[Challenge] Extend the passage below on sea and sky serpents, picking up right after its final sentence.

[Selected text]
Sea and Sky Serpents
For centuries people have told stories about giant serpents that live in the sea or fly across the sky, the latter of which they typically call dragons. The first written stories of dragons appeared in medieval times. Some of these are clearly fictional tales, but others sound like they were intended to be true reports of dragon sightings. In one such account, from April 1388, several people supposedly saw a great serpent flying across the skies of England. Similar reports were made in England in December 1762, in Nebraska from 1857 through 1858, and in Texas and Kansas in 1873. These creatures supposedly looked like snakes rather than like the firebreathing dragons of myth.
Early Accounts
Sea serpents have also appeared in myths and legends since ancient times, but they are mentioned just as frequently, if not more, in natural histories and supposedly factual accounts of sailors’ encounters with these creatures. Among the first such accounts was a 1555 report, in the zoological writings of cleric Olaus Magnus of Sweden, of Norwegian sailors seeing a sea serpent that was approximately 200 feet (61.m) long and 20 feet (6.1m) around the belly at the widest point. This creature was said to live in caves near the sea and to venture out to attack both humans and animals venturing nearby. A similar account, from 1734, involved a 100-foot-long (30.5m) sea serpent sighted off the coast of Greenland. Zoologist Bishop Erik Pontopiddan, in his Natural History of Norway (1752–1753), subsequently wrote that there were also many large serpents in the North Sea.

[Items]
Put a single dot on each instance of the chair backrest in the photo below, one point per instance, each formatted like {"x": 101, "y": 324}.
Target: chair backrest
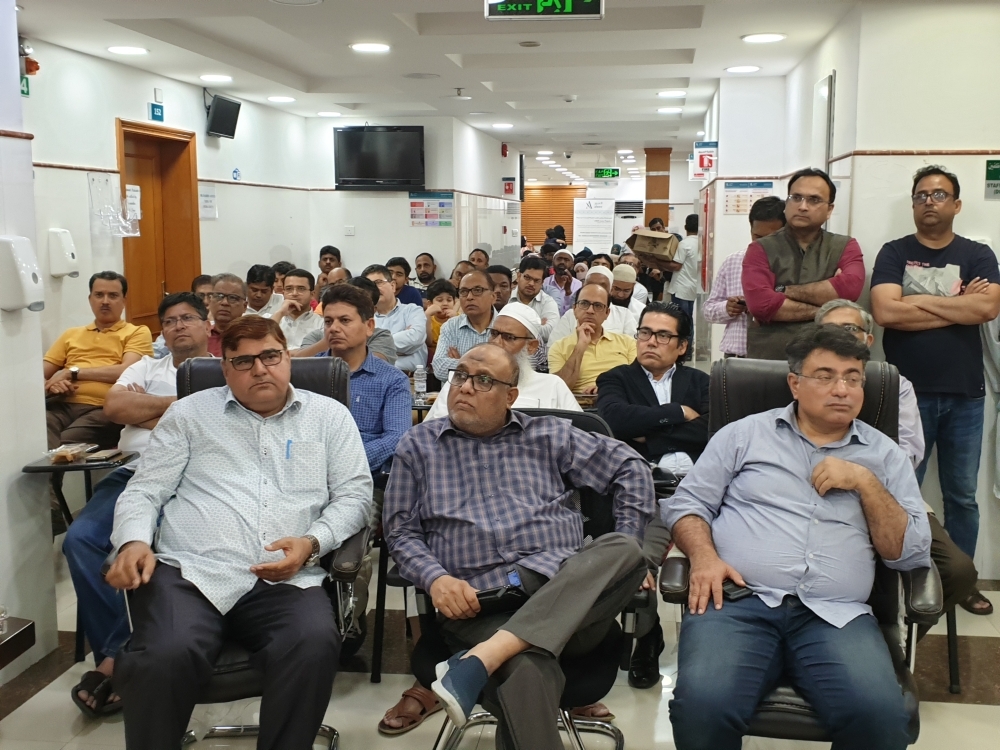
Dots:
{"x": 741, "y": 387}
{"x": 328, "y": 376}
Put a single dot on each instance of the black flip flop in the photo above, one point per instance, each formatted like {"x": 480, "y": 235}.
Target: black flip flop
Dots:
{"x": 99, "y": 687}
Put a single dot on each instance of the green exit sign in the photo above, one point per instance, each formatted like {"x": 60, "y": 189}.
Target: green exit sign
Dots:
{"x": 552, "y": 10}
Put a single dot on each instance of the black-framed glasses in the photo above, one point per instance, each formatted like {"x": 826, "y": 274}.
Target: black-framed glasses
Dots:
{"x": 510, "y": 338}
{"x": 662, "y": 337}
{"x": 810, "y": 200}
{"x": 935, "y": 196}
{"x": 481, "y": 383}
{"x": 268, "y": 358}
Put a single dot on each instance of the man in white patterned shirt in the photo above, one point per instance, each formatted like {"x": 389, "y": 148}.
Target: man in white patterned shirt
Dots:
{"x": 251, "y": 483}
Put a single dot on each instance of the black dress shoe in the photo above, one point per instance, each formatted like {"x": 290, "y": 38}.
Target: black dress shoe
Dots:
{"x": 644, "y": 669}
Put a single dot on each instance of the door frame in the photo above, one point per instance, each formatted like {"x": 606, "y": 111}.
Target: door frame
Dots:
{"x": 161, "y": 132}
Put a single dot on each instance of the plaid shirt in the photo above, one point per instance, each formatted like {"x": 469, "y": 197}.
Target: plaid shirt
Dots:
{"x": 473, "y": 507}
{"x": 728, "y": 283}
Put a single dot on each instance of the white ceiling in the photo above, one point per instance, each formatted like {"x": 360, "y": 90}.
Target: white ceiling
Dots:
{"x": 611, "y": 70}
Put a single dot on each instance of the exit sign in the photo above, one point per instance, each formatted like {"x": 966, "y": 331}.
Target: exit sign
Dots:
{"x": 551, "y": 10}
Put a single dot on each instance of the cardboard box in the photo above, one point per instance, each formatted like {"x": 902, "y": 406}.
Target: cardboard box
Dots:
{"x": 648, "y": 242}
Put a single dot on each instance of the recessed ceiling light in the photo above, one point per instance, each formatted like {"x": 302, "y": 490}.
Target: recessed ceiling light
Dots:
{"x": 370, "y": 47}
{"x": 769, "y": 38}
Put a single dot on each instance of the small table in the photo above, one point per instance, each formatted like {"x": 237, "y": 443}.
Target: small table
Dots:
{"x": 16, "y": 637}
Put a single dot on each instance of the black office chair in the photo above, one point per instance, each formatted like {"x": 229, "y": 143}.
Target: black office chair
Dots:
{"x": 741, "y": 387}
{"x": 233, "y": 677}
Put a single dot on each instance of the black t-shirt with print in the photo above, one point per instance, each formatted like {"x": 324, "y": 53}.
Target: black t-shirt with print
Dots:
{"x": 946, "y": 361}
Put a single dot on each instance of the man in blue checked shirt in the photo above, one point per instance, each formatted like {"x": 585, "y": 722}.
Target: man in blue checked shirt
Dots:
{"x": 480, "y": 501}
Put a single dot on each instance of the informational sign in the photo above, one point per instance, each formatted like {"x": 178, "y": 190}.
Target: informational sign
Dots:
{"x": 593, "y": 224}
{"x": 706, "y": 157}
{"x": 739, "y": 196}
{"x": 993, "y": 179}
{"x": 208, "y": 209}
{"x": 552, "y": 10}
{"x": 432, "y": 209}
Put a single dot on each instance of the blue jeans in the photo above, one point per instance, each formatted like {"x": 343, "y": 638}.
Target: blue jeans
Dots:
{"x": 955, "y": 423}
{"x": 87, "y": 545}
{"x": 729, "y": 658}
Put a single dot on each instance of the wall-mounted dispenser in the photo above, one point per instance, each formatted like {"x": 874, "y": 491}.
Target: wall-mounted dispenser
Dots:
{"x": 20, "y": 280}
{"x": 63, "y": 260}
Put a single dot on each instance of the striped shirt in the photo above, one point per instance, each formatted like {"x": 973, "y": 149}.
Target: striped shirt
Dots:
{"x": 473, "y": 507}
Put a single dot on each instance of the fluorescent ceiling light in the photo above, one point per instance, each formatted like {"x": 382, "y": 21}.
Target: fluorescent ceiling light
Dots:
{"x": 370, "y": 47}
{"x": 769, "y": 38}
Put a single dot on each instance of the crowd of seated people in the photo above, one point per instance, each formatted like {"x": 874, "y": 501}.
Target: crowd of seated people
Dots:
{"x": 247, "y": 485}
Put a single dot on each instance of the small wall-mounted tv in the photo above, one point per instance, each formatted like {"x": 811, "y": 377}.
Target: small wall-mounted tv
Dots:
{"x": 379, "y": 157}
{"x": 222, "y": 116}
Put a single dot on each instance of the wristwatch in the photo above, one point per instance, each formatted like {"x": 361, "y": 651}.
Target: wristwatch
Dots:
{"x": 313, "y": 560}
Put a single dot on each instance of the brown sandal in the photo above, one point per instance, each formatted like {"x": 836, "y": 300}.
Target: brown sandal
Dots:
{"x": 429, "y": 705}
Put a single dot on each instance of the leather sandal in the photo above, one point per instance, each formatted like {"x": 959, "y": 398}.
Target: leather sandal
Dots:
{"x": 411, "y": 720}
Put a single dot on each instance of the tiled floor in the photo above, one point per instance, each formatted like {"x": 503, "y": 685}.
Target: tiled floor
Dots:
{"x": 50, "y": 721}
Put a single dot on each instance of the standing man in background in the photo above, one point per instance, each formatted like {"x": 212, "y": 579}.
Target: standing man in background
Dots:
{"x": 726, "y": 304}
{"x": 932, "y": 290}
{"x": 789, "y": 275}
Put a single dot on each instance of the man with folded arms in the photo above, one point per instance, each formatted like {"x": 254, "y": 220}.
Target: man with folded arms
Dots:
{"x": 522, "y": 531}
{"x": 242, "y": 487}
{"x": 795, "y": 503}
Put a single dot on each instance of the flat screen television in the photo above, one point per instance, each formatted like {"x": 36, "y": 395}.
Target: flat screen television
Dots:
{"x": 222, "y": 116}
{"x": 379, "y": 157}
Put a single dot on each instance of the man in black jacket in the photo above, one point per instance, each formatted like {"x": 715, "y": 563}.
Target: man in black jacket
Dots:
{"x": 659, "y": 407}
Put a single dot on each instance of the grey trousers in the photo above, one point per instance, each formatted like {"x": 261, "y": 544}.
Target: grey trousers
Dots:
{"x": 569, "y": 613}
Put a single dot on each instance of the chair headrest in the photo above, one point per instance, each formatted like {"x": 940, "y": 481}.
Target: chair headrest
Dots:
{"x": 741, "y": 387}
{"x": 328, "y": 376}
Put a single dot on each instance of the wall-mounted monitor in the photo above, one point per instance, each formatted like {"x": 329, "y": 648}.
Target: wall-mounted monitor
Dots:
{"x": 222, "y": 116}
{"x": 379, "y": 157}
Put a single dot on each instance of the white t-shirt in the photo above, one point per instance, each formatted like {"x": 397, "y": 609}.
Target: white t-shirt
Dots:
{"x": 158, "y": 377}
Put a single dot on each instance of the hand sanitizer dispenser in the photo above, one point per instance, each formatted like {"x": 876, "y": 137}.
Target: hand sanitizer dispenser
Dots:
{"x": 63, "y": 260}
{"x": 20, "y": 281}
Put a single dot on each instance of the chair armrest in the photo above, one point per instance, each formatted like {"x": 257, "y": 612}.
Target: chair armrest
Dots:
{"x": 674, "y": 575}
{"x": 345, "y": 561}
{"x": 923, "y": 595}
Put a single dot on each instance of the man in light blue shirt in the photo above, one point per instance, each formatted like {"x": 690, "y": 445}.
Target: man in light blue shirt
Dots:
{"x": 795, "y": 503}
{"x": 243, "y": 488}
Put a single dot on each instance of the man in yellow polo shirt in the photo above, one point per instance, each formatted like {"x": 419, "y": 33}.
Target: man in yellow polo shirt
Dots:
{"x": 580, "y": 357}
{"x": 83, "y": 364}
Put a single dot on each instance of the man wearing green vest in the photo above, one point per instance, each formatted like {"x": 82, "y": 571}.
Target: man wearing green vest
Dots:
{"x": 790, "y": 274}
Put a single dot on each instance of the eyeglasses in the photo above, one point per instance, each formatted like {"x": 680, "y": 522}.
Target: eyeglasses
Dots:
{"x": 268, "y": 358}
{"x": 481, "y": 383}
{"x": 826, "y": 380}
{"x": 510, "y": 338}
{"x": 935, "y": 196}
{"x": 662, "y": 337}
{"x": 187, "y": 320}
{"x": 476, "y": 291}
{"x": 234, "y": 299}
{"x": 810, "y": 200}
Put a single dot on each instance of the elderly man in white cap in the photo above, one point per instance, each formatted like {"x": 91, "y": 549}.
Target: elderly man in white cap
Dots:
{"x": 562, "y": 284}
{"x": 620, "y": 320}
{"x": 516, "y": 329}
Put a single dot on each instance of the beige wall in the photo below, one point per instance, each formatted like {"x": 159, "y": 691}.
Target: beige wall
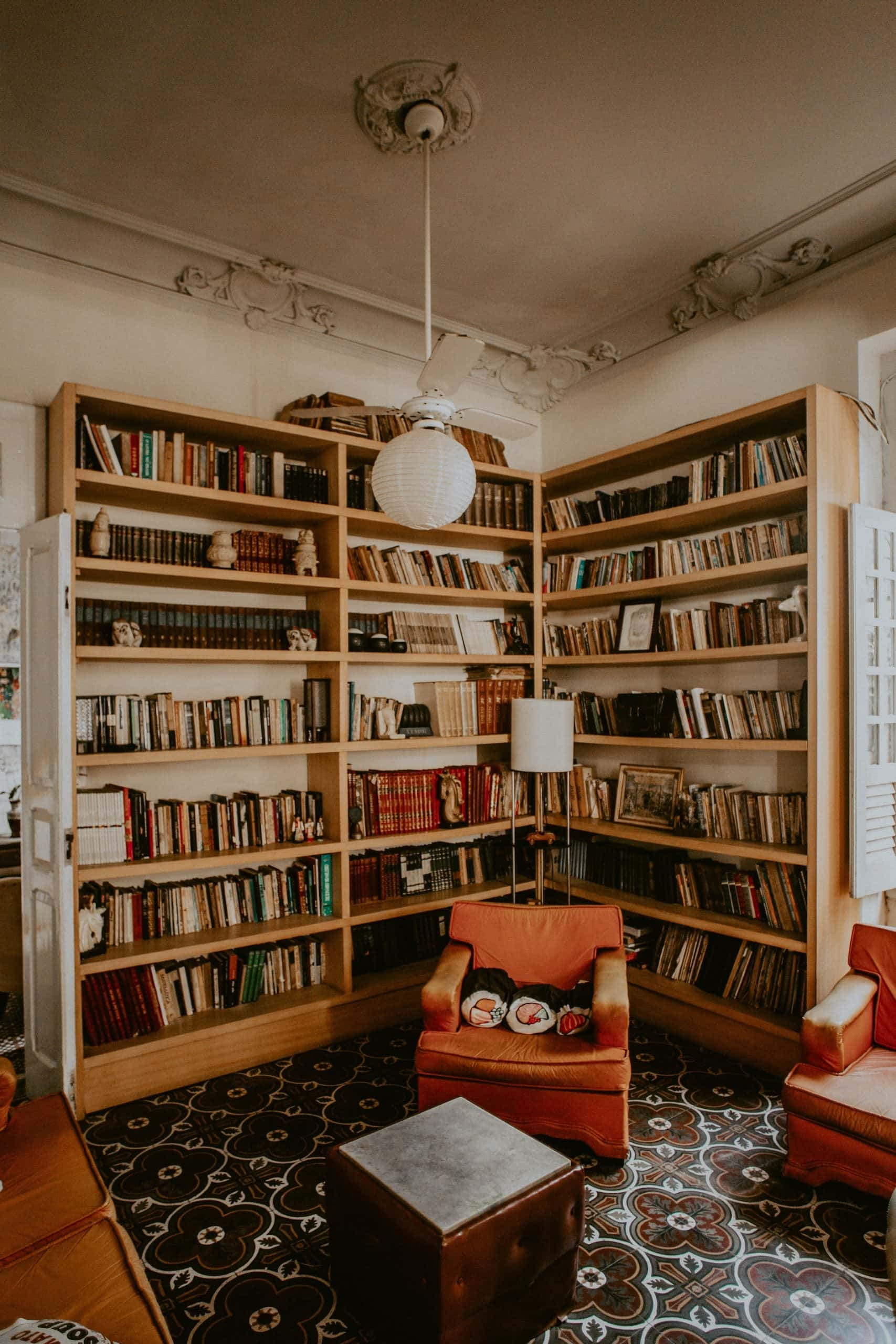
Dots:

[Result]
Sea serpents have also been reported in the waters off the eastern United States, beginning with the first sailors who travelled to America from England. During the Revolutionary War, sailors from the American gunship Protector claimed that they shot at a sea serpent in 1779, and the following year Captain George Little of the frigate Boston claimed to have sighted a similar creature off the coast of Maine. From 1817 to 1819, a rash of sea serpent sightings were reported in the waters off of Boston, Massachusetts. Though many of the people reporting these sightings were respected citizens, they became the butt of jokes when a scientific society declared that all stories of giant serpents were actually exaggerated tales about an ordinary variety of water snake. In 1892, in a book called The Great Sea Serpent, Antoon Cornelis Oudemans declared that these creatures were actually giant seals.
Witnesses, however, continued to insist that they had seen giant snakes, and such sightings continued to be reported. In the 1930s several people said they had seen a sea serpent off the Pacific coast of North America in various locations from Alaska down to Oregon, with most of the sightings occurring in Cadboro Bay of Vancouver Island. A reporter in Victoria, British Columbia, Archie Willis, named this creature the Cadborosaurus, but it is more commonly known as Caddy. Variously described as being anywhere from 15 to 45 or even 80 feet (4.6 to 13.7 or 24.4m) long, with a snakelike body, a head like a horse or camel, and humps that rise above the water when it swims, this creature is still occasionally reported today. Moreover, the credibility of some of the witnesses has led many cryptozoologists to believe that it is a real, yet-to-be-classified creature. Some have also noted that its description is similar to that of certain lake monsters, most notably Ogopogo of Lake Okanagan, British Columbia.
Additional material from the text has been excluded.